— EXERCISE 1 —
The MIT cryo-EM article says X-ray crystallography has limitations. In one to three sentences, explain what those limitations are and why cryo-EM gives researchers better insight.
— EXERCISE 2 —
Copy the passage of the MIT cryo-EM article between "MIT will receive" and "also has limitations.", inclusive.

— DOCUMENT EXTRACT —
MIT Receives $7.5 Million to Enhance Structural Biology Research

Beckman Foundation grant helps secure cryo-electron microscopy at MIT.nano facility.

cryo-electron
Collaborative research by Bradley Pentelute, the Pfizer-Laubach Career Development Associate Professor in Chemistry, and scientists at UCLA and Harvard Medical School, used cryo-electron microscopy to understand the mechanisms behind anthrax bacteria toxin delivery system (shown here). Courtesy of Bradley Pentelute

MIT will receive a $2.5 million gift from the Arnold and Mabel Beckman Foundation to help develop a state-of-the-art cryo-electron microscopy (cryo-Em) center to be housed at the MIT.nano facility. In addition, the Institute also received an anonymous donation of $5 million to support the purchase of a synergistic high-resolution cryo-EM instrument.

Cryo-EM is fast outpacing traditional X-ray crystallography techniques for understanding large biological structures. In X-ray crystallography, X-rays are scattered through a crystallized protein, and the resulting diffraction pattern allows scientists to determine the position of atoms in a biomolecule. Though this technique has resulted in major scientific discoveries, including DNA’s double helix structure, it also has limitations.

Some marcomolecules and proteins don’t easily crystallize and, if the molecules can be crystallized, they are locked into a single conformation. With cryo-EM, researchers can look at protein structures in many different conformations and gain better insight into the protein’s mechanisms — leading to biomedical applications, such as more efficient drug development, or to increased understanding of chemotherapy efficacies.

By using cryo-EM techniques, researchers such as Thomas Schwartz, the Boris Magasanik Professor of Biology, can gain new insights into communication within the cell. Schwartz is particularly interested in a large protein assembly called the Nuclear Pore Complex (NPC), which mediates how signals and molecules traverse the nuclear envelope from nucleus to cytoplasm and back again.

“Cryo-EM allows us to not only see fragments and subcomplexes of the NPC, but also allows us to see their different conformations to understand how the complex may be carrying out its functions,” says Schwartz, adding that understanding the mechanism of the cellular machinery for nucleus-cytoplasm communication could allow development of treatments for when this communication malfunctions.

“This revolutionary technology will enable ground-breaking innovations and insights in structural biology and therefore affect many areas of human health and disease,” says Alan Grossman, the Praecis Professor and head of the Department of Biology.

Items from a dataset
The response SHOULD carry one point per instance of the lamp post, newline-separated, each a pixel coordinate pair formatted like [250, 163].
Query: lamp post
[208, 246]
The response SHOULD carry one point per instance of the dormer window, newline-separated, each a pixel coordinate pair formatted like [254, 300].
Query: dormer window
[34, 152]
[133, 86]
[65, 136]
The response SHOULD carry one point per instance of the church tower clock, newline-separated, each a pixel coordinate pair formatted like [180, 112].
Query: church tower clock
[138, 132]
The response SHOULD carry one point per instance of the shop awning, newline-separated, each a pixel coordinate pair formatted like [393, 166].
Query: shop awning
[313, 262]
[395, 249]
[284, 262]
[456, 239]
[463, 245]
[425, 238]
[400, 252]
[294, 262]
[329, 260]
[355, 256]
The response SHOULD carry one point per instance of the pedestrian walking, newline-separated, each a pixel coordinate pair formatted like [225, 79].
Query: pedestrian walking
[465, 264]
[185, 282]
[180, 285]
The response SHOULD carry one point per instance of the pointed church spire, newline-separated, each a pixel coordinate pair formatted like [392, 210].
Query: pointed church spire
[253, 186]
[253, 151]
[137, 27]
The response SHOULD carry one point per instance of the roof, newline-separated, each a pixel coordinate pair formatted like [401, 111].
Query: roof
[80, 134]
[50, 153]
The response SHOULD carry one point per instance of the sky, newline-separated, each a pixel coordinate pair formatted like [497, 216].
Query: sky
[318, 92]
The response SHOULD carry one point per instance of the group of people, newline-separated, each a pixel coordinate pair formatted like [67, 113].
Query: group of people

— FINAL ANSWER 1 —
Some macromolecules and proteins don't crystallize easily, and even molecules that can be crystallized are locked into a single conformation. Cryo-EM lets researchers look at protein structures in many different conformations, which gives better insight into how the proteins work.

— FINAL ANSWER 2 —
MIT will receive a $2.5 million gift from the Arnold and Mabel Beckman Foundation to help develop a state-of-the-art cryo-electron microscopy (cryo-Em) center to be housed at the MIT.nano facility. In addition, the Institute also received an anonymous donation of $5 million to support the purchase of a synergistic high-resolution cryo-EM instrument.

Cryo-EM is fast outpacing traditional X-ray crystallography techniques for understanding large biological structures. In X-ray crystallography, X-rays are scattered through a crystallized protein, and the resulting diffraction pattern allows scientists to determine the position of atoms in a biomolecule. Though this technique has resulted in major scientific discoveries, including DNA’s double helix structure, it also has limitations.